**Extracted records**
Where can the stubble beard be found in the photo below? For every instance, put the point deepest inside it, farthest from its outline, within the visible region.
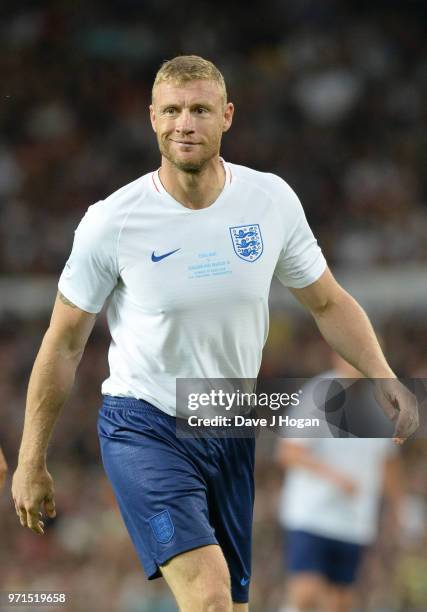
(190, 166)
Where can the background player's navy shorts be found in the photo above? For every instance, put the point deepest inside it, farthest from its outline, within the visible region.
(338, 561)
(176, 494)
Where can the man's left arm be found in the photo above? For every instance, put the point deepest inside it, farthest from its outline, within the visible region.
(348, 331)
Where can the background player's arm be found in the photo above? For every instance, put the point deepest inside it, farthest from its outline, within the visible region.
(393, 480)
(294, 455)
(50, 383)
(3, 469)
(347, 329)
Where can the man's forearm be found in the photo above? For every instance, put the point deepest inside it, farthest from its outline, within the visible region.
(347, 329)
(50, 383)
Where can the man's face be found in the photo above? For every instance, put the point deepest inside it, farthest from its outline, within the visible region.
(189, 121)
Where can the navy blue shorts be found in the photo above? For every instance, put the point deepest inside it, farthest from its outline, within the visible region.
(336, 560)
(177, 494)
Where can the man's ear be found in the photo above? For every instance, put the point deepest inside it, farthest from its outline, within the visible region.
(228, 117)
(152, 117)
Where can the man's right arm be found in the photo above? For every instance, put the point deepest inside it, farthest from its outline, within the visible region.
(3, 469)
(50, 383)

**The exercise**
Revise the records above by replacing every "photo" with "image" and leaving everything else unchanged. Omit the pictures from your answer.

**Answer for this exercise**
Where can the stubble beard be found in the image below? For every instance, put the point deepest inside it, farthest from its outline, within the visible region.
(190, 166)
Where can the background player's navy shorts be found in the image above? For every instance, put the point deepest inside it, farthest from its outline, within the visible region.
(338, 561)
(176, 494)
Where can the man's left arm be found in the image above? For every instance, put the point deepest inside it, farthest from its outline, within the visible region.
(348, 331)
Where can the background player's arm be found in the image above? For every instance, put the point deepest inside it, farthest from its outline, within the visible region.
(393, 480)
(294, 455)
(50, 383)
(3, 469)
(347, 329)
Where can the man's forearm be found in the image above? For every instance, put the point deepest inside it, farthest from its outline, within the visible region.
(347, 329)
(50, 383)
Where can the man's face be found in the image above? For every instance, put the point deepest inside it, farthest from its outline, within the visible region.
(189, 121)
Where can the navy blue shorts be found in the image above? For every instance, put the point deepest inside it, farthest from its outline, within the visible region.
(336, 560)
(177, 494)
Where can the man's ear be found in the image above? For every instance, put the point deepest inside it, farthest from its outline, within the visible region.
(228, 117)
(152, 117)
Where can the man's right arm be found in the image above? For every instance, put the point deepest inside it, farthest from its outline, within the visible region.
(3, 469)
(50, 383)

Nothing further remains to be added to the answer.